### The task
Give a verbatim quotation of every record.

(Available records)

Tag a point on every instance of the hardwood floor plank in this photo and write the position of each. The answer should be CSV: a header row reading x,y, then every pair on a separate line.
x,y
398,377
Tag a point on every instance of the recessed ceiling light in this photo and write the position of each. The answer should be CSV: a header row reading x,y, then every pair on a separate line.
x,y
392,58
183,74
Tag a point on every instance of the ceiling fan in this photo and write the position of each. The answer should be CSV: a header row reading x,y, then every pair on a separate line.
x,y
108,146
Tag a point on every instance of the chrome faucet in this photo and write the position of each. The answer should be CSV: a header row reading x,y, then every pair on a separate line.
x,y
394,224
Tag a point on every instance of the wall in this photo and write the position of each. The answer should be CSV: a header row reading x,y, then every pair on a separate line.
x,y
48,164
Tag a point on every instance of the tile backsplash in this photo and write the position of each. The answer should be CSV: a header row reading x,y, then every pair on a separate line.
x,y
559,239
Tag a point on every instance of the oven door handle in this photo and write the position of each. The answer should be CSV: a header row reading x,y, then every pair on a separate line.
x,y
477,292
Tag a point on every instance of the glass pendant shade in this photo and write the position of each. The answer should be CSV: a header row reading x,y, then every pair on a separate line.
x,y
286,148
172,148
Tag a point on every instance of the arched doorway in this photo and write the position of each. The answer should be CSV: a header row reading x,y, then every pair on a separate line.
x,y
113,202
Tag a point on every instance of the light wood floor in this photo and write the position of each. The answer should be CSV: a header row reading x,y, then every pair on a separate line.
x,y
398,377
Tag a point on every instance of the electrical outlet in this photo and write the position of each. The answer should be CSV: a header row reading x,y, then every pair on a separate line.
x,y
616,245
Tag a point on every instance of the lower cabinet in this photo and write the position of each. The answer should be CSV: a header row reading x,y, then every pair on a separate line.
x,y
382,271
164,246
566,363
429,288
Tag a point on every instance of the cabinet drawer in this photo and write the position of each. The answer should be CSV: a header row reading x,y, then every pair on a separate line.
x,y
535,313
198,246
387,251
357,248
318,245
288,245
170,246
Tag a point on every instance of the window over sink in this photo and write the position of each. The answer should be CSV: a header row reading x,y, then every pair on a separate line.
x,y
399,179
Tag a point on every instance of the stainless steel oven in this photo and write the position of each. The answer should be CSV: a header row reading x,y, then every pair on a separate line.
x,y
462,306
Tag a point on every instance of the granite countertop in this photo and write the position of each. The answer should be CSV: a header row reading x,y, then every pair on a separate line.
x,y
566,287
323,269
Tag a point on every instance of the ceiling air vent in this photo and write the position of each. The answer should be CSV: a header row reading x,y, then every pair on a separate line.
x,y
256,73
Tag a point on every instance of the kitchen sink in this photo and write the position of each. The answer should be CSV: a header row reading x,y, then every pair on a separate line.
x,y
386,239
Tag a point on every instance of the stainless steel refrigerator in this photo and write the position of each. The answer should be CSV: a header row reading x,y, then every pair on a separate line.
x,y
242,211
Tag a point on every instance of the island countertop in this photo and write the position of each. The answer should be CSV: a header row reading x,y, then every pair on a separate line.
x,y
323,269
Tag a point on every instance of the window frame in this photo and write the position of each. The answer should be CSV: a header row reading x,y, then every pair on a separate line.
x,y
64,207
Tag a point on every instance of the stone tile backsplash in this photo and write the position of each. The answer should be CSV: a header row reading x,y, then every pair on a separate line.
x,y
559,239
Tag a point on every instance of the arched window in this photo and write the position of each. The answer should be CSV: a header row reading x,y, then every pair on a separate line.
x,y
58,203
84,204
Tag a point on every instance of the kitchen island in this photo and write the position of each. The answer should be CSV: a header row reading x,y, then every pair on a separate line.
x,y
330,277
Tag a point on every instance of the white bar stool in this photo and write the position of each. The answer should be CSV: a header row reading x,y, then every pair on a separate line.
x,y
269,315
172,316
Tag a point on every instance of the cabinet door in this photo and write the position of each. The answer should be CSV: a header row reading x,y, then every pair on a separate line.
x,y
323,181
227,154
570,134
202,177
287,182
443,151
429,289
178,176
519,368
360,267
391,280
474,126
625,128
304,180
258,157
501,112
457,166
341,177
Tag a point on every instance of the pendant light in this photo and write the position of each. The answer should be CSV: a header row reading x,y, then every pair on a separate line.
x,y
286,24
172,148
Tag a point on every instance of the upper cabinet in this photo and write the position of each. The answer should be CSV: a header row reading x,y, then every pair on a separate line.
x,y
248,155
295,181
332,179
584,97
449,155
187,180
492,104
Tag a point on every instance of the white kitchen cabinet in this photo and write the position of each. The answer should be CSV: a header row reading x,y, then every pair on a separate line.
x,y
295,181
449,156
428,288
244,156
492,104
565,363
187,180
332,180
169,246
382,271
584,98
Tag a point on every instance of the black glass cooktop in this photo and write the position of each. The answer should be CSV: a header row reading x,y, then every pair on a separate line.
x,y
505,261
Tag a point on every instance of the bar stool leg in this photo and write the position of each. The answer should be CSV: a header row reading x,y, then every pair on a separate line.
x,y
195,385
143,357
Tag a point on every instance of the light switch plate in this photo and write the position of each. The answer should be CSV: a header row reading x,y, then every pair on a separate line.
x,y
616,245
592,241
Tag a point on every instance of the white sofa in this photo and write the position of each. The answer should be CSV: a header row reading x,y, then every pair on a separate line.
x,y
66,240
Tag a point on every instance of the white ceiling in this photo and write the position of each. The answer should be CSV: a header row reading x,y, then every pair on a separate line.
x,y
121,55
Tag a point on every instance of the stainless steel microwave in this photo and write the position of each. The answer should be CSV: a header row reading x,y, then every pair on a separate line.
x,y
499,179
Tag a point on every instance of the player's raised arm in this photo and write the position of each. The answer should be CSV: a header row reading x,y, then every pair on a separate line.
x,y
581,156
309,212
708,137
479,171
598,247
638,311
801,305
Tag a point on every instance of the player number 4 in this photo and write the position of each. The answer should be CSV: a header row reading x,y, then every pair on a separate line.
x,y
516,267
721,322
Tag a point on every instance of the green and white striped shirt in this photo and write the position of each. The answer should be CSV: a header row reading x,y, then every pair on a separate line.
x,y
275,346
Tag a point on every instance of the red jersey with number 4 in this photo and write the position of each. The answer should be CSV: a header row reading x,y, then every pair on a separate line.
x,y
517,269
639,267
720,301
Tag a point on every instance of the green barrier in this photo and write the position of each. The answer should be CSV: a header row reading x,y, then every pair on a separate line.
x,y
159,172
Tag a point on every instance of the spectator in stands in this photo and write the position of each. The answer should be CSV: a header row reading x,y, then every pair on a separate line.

(End Available records)

### Answer to this task
Tag a point on every instance of the hardwood floor plank in this photo and write the position of each. The answer should be CSV: a header row reading x,y, then every pair on a separate line.
x,y
398,377
Tag a point on every instance of the recessed ceiling light in this photo and write the position of each. The answer should be CSV: a header row reading x,y, then every pair on a separate line.
x,y
392,58
183,74
Tag a point on every instance of the ceiling fan in this photo and write the position of each. The answer should be CSV: a header row reading x,y, then every pair on a separate line.
x,y
108,146
Tag a point on every instance of the chrome faucet in this photo and write the position of each. The answer should be CSV: a header row reading x,y, then every pair on a separate line.
x,y
394,224
Tag a point on every instance of the wall in this photo and write the position of each. The answer should be CSV: a header row reading x,y, then every pair on a separate line.
x,y
48,164
Tag a point on every instance of the tile backsplash in this photo and write the position of each. The answer should be CSV: a header row reading x,y, then every pair on a separate line.
x,y
559,239
Tag a point on every instance of the oven door handle in this photo and write the position of each. The answer should be CSV: a header row reading x,y, then every pair on a separate line.
x,y
477,292
Tag a point on every instance of the glass pendant shade in this photo and write the position of each. The answer should be CSV: a header row reading x,y, then every pair on a separate line.
x,y
286,148
172,148
Tag a point on every instance of the arched doorway in this photo and write the position of each. The answer should be CSV: a header row reading x,y, then every pair on a separate line.
x,y
113,202
Tag a point on every instance of the light wood floor in this photo and write the position of each. The answer should be CSV: a header row reading x,y, then every pair on a separate line.
x,y
398,377
Tag a point on every instance of the electrical outlet in this photo and write the position of each. The answer should be CSV: a header row reading x,y, then every pair on a separate line.
x,y
616,245
Tag a point on every instance of the lower cabinet in this photo and write the position of each. The answer should be CSV: a header row reading x,y, then every pair on a separate line.
x,y
382,271
164,246
566,363
429,288
Tag a point on every instance of the cabinet drawer in this photo and write the position of each. The answer should be CSV: a header row reading x,y, then every pair on a separate line.
x,y
535,313
198,246
387,251
357,248
318,245
288,245
170,246
Tag a point on every instance of the window over sink in this photo and write the position of each. The answer should be CSV: a header row reading x,y, then every pair on a separate line.
x,y
399,179
Tag a point on every instance of the stainless steel oven in this photo and write the position of each. The answer should be CSV: a header row reading x,y, then every pair on a separate line.
x,y
462,306
Tag a point on every instance of the granite countertop in this photo and write the position of each. The answer should be CSV: a header row reading x,y, then every pair on a separate line.
x,y
566,287
323,269
Tag a point on every instance of the ceiling air vent in this photo and write the position of each. The answer should be CSV: a header row reading x,y, then every pair on a separate line.
x,y
256,73
Tag a point on every instance of the kitchen sink in this photo and write the position of each. The answer should be CSV: a header row reading x,y, then every pair on a separate line.
x,y
386,239
Tag a point on every instance of the stainless steel refrigerator in this photo and write the position of each. The answer should be CSV: a header row reading x,y, then every pair on a separate line.
x,y
242,211
Tag a point on every instance of the island countertop in this photo and write the position of each. The answer should be CSV: a header row reading x,y, then every pair on a separate line.
x,y
323,269
Tag a point on every instance of the window frame in this photo and write the position of each. The answer should be CSV: a header row reading x,y, then every pair on a separate line.
x,y
64,207
Tag a point on every instance of the stone tile backsplash in this photo and write the position of each. The answer should be CSV: a header row reading x,y, then every pair on a separate line.
x,y
559,239
Tag a point on every instance of the arched window in this photo and write the position of each. The answer should be CSV: a header row reading x,y, then every pair on a separate line.
x,y
58,203
84,204
Tag a point on every instance of the kitchen island in this photo and write the position of each. The answer should be CSV: a header row reading x,y, then every pair on a separate line.
x,y
330,277
Tag a point on every instance of the white bar stool in this photo and write the position of each. The answer should be CSV: a header row reading x,y, then every pair on a separate line.
x,y
269,315
172,316
Tag a point on every instance of the cabinet door in this photo and write the position of each. The answer should be CSV: a header row reading x,y, then every pair on a separate line.
x,y
323,181
227,154
570,134
202,177
287,182
443,151
429,289
178,176
519,368
360,267
391,280
474,126
625,128
304,180
258,157
501,112
457,166
341,177
Tag a point on every instance of the pendant light in this photo and write the position of each. The answer should be CSV: a header row reading x,y, then every pair on a separate line.
x,y
286,24
172,148
Tag a point on every instance of the upper cabinet in this photo and write the position of each. The answer should be CSV: a header row reading x,y, then every pair on a separate line.
x,y
248,155
295,181
332,179
584,97
449,155
187,180
492,104
Tag a point on every instance of the white kitchen cabinet in this photo and write the position of each. The answer should be CSV: a header row reading x,y, then every pair on a separate line.
x,y
295,181
449,156
428,288
244,156
492,104
565,363
187,180
332,180
169,246
382,271
584,98
Tag a point on every instance of the black glass cooktop in this photo and write the position of each. The answer should be CSV: a header row reading x,y, then every pair on a separate line.
x,y
505,261
Tag a point on every instance of the bar stool leg in this photo and write the position of each. The answer should be CSV: a header row reading x,y, then every pair on a separate line.
x,y
195,385
143,357
Tag a point on every instance of the light switch plate in this photo and write the position of each. The answer should be CSV: a header row reading x,y, then every pair on a separate line.
x,y
616,245
592,241
Tag a point on every instance of the white sofa in this photo and write the position of each. The answer should be CSV: a header row reading x,y, then every pair on a separate line.
x,y
66,240
Tag a point on every instance of the white ceiling in this photo and write the position of each. The answer should be CSV: a header row reading x,y, then every pair on a separate line.
x,y
121,55
Tag a point on every instance of the stainless steel microwave in this photo and write the position of each. The answer should be CSV: a header row reading x,y, then every pair on a separate line.
x,y
499,179
Tag a point on every instance of the player's raised arm in this photo and write the position of each. The answer should be CSV: a header row reading x,y, then every pair on a separate line.
x,y
581,156
309,212
708,137
479,171
598,247
638,311
801,305
Tag a point on every instance of the player number 4 in this photo and write the position of each. The answer should be CSV: a header row reading x,y, then every pair on a separate line.
x,y
516,267
721,322
Tag a point on every instance of the green and white striped shirt in this photo and write the position of each. The answer should be CSV: a header row reading x,y, then every pair on a separate line.
x,y
275,346
Tag a point on every instance of the red jersey with number 4 in this photo and write the position of each. The answer should be CSV: a header row reading x,y, then every pair on a separate line.
x,y
517,269
639,267
720,301
Tag a point on every instance of the green barrier in this photo and write the position of each. The answer should be CSV: a header row reading x,y, then every pair on a separate line.
x,y
159,172
Tag a point on every instance of the spectator in stands in this photo and write the position of each. The answer should be CSV: a header row reading x,y, then every pair on a separate line.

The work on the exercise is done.